• Given information
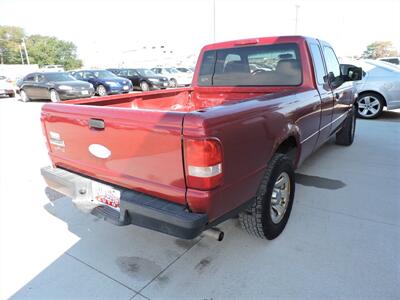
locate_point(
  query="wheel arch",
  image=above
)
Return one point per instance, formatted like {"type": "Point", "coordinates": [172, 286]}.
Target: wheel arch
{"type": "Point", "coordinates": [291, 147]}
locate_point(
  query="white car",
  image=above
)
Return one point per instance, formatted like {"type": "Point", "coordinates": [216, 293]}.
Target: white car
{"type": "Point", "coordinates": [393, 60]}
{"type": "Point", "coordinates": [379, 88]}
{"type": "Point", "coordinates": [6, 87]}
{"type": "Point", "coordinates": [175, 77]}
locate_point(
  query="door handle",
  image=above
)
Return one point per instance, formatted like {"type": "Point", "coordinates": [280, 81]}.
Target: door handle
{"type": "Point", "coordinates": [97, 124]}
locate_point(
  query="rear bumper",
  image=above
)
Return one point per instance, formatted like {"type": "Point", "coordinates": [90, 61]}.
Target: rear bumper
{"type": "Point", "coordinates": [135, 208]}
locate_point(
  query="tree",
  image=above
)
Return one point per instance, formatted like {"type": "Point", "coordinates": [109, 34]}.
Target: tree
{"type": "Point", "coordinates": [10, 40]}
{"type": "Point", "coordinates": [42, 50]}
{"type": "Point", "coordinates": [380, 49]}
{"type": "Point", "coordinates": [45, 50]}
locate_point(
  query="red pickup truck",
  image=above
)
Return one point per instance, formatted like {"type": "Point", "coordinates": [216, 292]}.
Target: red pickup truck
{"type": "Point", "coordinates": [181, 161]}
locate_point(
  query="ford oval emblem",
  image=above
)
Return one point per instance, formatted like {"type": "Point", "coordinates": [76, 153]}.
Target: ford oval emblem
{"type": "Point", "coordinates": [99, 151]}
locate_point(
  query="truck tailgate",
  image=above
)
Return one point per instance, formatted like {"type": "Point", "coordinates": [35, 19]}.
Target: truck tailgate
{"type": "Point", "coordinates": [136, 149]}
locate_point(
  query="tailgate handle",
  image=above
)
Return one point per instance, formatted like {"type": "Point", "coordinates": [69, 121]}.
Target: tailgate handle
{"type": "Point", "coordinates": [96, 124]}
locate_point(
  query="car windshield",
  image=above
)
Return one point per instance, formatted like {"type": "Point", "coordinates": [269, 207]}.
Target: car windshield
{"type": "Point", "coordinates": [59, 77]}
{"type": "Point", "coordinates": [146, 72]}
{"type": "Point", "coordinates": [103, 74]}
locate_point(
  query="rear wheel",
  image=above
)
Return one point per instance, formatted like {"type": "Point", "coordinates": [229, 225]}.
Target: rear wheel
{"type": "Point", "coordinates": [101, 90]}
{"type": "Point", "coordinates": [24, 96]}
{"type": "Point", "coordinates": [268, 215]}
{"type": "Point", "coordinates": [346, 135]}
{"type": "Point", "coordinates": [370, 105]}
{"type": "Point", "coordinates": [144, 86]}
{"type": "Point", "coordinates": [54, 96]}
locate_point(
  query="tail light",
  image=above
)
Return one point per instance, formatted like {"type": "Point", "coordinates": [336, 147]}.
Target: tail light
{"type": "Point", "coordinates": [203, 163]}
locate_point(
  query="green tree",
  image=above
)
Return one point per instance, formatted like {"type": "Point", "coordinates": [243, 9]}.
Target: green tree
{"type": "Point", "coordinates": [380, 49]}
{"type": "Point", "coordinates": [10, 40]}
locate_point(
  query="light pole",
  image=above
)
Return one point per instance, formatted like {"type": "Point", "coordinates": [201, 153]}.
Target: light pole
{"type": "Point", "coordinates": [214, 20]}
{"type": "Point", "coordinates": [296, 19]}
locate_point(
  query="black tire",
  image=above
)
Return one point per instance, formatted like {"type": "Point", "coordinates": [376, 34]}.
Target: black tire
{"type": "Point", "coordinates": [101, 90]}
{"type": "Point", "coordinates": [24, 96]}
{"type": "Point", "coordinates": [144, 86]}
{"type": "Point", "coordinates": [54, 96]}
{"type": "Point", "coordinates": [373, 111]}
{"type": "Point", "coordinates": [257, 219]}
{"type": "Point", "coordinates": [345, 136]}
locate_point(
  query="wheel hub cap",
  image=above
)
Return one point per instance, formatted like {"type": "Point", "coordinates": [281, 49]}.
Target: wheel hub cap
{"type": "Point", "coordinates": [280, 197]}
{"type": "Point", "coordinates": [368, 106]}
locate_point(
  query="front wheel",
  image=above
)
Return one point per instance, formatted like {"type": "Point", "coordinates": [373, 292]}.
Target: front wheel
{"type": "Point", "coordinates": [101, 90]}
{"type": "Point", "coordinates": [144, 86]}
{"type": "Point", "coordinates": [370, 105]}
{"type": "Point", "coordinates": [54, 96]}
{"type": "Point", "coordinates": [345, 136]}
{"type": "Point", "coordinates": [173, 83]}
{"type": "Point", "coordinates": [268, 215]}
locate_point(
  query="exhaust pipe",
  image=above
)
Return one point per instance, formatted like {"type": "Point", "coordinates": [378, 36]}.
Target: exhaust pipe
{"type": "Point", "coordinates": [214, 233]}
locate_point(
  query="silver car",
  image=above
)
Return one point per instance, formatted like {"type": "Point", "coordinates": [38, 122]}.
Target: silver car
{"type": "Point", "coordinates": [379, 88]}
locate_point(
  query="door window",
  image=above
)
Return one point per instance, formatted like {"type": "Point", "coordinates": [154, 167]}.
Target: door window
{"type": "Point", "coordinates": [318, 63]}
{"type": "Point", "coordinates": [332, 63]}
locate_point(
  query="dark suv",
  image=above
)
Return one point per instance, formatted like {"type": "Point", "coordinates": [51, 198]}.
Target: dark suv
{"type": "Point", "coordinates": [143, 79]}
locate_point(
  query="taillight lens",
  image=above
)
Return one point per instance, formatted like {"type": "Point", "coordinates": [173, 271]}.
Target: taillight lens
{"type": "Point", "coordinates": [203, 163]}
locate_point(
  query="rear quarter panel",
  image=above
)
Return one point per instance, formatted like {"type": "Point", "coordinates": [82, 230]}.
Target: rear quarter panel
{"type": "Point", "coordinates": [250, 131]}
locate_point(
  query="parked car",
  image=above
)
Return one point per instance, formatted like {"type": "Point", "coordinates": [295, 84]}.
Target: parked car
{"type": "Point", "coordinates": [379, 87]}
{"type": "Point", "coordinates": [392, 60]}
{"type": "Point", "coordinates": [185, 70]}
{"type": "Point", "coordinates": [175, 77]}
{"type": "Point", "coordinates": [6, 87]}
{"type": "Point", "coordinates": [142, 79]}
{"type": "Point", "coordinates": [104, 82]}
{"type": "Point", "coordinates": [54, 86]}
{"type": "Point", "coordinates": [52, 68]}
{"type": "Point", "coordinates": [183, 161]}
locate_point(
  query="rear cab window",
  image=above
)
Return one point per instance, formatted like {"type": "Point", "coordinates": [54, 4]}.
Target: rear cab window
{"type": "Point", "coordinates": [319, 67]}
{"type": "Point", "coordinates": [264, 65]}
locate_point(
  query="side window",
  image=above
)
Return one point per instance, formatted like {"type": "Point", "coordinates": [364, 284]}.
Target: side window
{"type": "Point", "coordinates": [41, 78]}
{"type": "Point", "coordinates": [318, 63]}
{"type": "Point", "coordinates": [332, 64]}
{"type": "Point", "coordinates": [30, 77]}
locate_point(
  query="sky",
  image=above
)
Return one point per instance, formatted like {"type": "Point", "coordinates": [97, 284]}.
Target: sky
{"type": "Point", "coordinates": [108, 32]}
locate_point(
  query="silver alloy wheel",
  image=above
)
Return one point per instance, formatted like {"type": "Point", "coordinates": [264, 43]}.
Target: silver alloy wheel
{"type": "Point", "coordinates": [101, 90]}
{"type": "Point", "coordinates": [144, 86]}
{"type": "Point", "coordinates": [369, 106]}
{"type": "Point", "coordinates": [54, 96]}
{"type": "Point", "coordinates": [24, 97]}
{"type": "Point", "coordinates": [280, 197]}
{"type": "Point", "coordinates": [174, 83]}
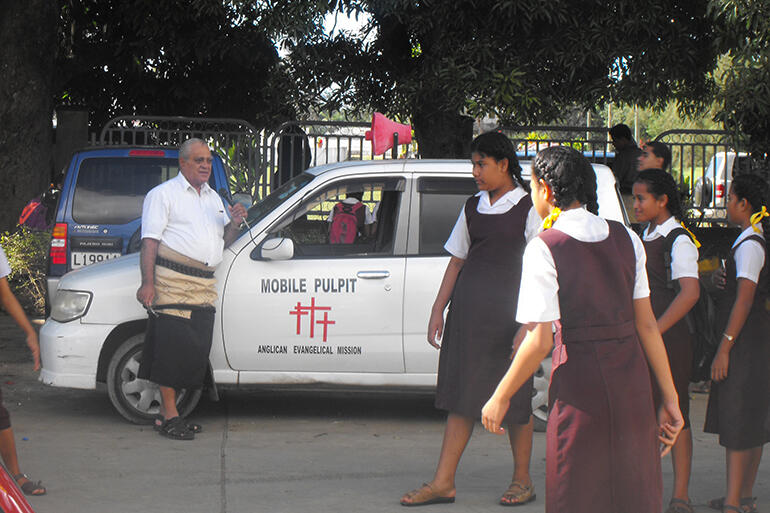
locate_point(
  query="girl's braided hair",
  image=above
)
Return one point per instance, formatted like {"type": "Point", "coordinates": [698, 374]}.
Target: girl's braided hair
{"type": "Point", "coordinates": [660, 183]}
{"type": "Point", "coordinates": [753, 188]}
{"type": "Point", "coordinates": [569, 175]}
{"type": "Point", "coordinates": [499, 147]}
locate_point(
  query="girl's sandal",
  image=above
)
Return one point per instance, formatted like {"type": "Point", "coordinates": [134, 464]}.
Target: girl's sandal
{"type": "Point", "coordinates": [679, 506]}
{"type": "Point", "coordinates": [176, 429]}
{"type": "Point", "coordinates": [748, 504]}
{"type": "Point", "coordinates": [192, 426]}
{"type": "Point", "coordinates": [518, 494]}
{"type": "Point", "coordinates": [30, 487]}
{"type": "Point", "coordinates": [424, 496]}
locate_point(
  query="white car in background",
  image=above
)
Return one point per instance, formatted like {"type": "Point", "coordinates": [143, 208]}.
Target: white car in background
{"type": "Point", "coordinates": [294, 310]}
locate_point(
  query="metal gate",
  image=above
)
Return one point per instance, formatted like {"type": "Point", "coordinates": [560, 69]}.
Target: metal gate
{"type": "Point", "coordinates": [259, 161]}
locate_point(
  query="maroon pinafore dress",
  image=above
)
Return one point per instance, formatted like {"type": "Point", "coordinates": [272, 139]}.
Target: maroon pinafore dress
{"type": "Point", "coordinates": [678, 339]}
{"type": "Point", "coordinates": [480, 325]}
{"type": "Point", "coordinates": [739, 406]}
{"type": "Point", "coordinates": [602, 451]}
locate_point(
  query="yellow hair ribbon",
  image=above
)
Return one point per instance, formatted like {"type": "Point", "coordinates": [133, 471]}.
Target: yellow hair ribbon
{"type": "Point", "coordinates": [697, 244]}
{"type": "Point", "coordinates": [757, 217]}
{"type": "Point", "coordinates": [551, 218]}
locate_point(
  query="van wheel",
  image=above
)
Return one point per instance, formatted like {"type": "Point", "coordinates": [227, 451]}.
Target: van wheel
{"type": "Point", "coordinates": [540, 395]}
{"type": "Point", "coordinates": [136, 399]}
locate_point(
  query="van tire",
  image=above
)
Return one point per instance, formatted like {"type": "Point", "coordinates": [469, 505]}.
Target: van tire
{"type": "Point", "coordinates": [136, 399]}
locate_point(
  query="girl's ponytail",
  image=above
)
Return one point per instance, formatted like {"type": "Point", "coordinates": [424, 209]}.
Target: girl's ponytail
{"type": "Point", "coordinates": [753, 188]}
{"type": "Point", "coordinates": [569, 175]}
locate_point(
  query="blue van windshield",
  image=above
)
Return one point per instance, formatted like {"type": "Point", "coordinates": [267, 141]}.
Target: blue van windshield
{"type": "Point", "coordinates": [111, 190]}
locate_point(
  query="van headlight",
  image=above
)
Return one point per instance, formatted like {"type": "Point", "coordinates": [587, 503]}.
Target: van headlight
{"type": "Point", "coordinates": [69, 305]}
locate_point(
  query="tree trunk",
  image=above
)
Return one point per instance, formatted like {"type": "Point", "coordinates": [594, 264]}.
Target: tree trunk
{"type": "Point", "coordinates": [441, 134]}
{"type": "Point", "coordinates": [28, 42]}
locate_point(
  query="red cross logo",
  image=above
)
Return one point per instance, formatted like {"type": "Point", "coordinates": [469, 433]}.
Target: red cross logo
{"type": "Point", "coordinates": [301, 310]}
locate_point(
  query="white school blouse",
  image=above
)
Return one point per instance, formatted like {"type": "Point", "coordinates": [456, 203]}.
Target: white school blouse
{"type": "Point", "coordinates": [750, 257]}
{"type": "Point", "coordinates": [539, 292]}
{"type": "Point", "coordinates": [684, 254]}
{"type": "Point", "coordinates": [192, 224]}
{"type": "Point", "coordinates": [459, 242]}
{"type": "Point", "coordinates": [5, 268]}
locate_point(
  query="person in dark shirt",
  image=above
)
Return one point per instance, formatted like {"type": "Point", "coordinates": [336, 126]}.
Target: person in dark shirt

• Task instructions
Collect every line of the records above that holds the string "ribbon" and copy each one out.

• Solution for this problem
  query="yellow hair ribbon",
Target: yellow hair ribbon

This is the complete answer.